● **Data records**:
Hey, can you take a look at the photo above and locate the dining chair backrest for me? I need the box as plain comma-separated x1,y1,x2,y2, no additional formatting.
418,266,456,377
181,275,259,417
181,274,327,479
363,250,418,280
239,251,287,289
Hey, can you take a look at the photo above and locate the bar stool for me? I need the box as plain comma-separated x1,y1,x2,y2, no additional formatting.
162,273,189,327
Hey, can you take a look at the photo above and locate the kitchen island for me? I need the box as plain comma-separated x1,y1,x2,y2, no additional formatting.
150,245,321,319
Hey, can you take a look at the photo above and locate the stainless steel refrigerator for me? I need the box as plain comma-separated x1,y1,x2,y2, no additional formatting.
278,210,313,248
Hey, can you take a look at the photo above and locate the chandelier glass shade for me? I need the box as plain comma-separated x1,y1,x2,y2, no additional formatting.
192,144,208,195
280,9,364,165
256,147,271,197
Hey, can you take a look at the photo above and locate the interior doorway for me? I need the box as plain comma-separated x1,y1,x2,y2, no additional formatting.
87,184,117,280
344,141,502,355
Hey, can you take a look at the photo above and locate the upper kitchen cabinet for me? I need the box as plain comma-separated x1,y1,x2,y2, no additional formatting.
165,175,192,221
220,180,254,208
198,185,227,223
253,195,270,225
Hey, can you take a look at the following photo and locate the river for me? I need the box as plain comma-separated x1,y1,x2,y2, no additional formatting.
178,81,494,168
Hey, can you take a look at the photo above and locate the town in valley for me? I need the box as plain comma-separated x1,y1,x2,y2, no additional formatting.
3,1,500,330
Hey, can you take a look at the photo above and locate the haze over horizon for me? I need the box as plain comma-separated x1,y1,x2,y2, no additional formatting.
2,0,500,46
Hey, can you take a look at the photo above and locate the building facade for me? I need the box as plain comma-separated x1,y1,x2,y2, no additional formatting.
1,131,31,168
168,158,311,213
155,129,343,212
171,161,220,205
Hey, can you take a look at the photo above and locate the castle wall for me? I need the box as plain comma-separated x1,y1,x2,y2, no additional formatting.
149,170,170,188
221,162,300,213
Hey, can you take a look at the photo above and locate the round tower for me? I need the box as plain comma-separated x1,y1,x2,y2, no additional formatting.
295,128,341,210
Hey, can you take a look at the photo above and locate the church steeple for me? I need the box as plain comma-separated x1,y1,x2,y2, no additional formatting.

● **Required work**: From the data above, copy each line exactly.

● **Expected answer**:
Hey, can you take a look at the photo above and locate the dining chair backrest for me? I need the box as plain comma-separated x1,y1,x2,y2, no additional formatting.
418,266,456,377
181,275,259,417
181,274,327,479
363,250,418,280
239,251,287,289
Hey, can you take a look at the photo above and locate the bar stool for me? I need the box as plain comma-separated x1,y1,x2,y2, no additional formatting.
162,273,189,327
Hey, can you take a look at the photo above and locate the kitchen island for me? I need the box as plain comma-separated x1,y1,x2,y2, no additional formatting.
150,245,321,319
Hey, can you take a look at the photo above and locate the stainless steel refrigerator for me? I need the box as plain comma-separated x1,y1,x2,y2, no additional formatting.
278,210,313,248
Hey, can you take a look at the photo above and locate the chandelier glass shade for me? I need the box as plain comma-separated x1,y1,x2,y2, no additional formatting.
192,144,208,195
280,9,364,165
256,147,271,197
Hey, can you take a look at the photo above and locate the interior doorway for me? I need the box as plain comma-separated x1,y1,x2,y2, no additional formatting.
87,184,117,280
344,141,502,355
Hey, can you take a look at the photo above and locate the upper kitchen cabinet for me? I need the box as plain comma-separated x1,y1,x2,y2, no additional formatting.
165,175,192,221
220,180,254,208
198,185,227,223
253,195,270,225
Hey, can you take a look at the following photo and locate the river for me? I need the box as plain comma-separated x1,y1,x2,y2, no additional formatting.
178,81,494,168
Hey, can you take a look at the photo above and locate the town in valley for me? I need the box as plain comma-separated x1,y1,x2,y2, no additional formatting.
3,1,500,330
Hey, can you take a look at the photo above and locate the haze over horizon for me? I need the box as plain comma-separated x1,y1,x2,y2, no additional formatting.
2,0,500,46
Hey, can you take a look at the photo above and locate the building facade for me? I need the box as plain comma-separated x1,y1,x2,y2, no additional formatting.
1,131,31,168
168,158,311,213
155,129,343,212
171,161,220,205
Hey, can you take a look at the photo above and locate the castle wall for me? I need the box as plain comma-separated x1,y1,x2,y2, no additional formatting.
149,170,170,188
221,162,300,213
Hey, can you take a look at the photo above and locate the round tower for me? I need the box as plain comma-separated x1,y1,x2,y2, no additional formatting.
295,128,341,210
Hey, can you take a look at the photo above and locate the church steeple for me? I need the box as plain comma-separated x1,y1,x2,y2, no additional formatting.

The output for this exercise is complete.